start
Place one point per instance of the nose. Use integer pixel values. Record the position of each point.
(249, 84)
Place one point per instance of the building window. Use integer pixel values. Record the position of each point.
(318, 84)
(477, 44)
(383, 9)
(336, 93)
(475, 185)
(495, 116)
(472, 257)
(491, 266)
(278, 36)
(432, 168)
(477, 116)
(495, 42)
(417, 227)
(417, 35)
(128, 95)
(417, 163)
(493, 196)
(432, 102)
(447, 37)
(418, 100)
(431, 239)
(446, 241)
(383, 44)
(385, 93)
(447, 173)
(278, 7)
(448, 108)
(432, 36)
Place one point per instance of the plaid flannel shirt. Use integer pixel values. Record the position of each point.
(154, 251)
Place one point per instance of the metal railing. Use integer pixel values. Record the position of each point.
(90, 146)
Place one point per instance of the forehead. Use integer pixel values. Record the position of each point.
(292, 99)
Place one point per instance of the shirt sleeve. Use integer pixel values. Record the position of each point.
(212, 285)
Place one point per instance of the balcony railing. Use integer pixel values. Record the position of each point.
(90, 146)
end
> Stated goal
Add 75 to every x and y coordinate in the material above. Then write out all of its lines again in order, keeping the lines without coordinates unchanged.

> Solution to the exercise
Place one point per instance of the nose. Use integer pixel values. Record the position of each point.
(324, 159)
Place one point per instance of the building window. Use integer pixel values. Record the position of each point.
(393, 159)
(552, 119)
(458, 84)
(411, 168)
(550, 260)
(570, 191)
(547, 332)
(566, 341)
(353, 111)
(507, 243)
(552, 191)
(570, 117)
(492, 302)
(492, 110)
(203, 170)
(492, 238)
(568, 271)
(507, 177)
(522, 112)
(493, 175)
(506, 314)
(521, 316)
(458, 119)
(460, 168)
(522, 248)
(353, 82)
(523, 183)
(507, 111)
Place one point per instance of the plaid flannel shirt. Use integer pixel values. Record the position of each point.
(229, 326)
Place one point per instance of the metal railing. Use integer pixel values. Record the position of each point.
(165, 221)
Place one point per instance of the forehead. Use integer pixel values. Record the position of each point.
(367, 174)
Place one point per instance of the shirt sleeve. Use integer pixel values. Record the position of each point.
(287, 360)
Place one point per instance of the balcony railing. Use integer pixel values. Record the position of each point.
(165, 221)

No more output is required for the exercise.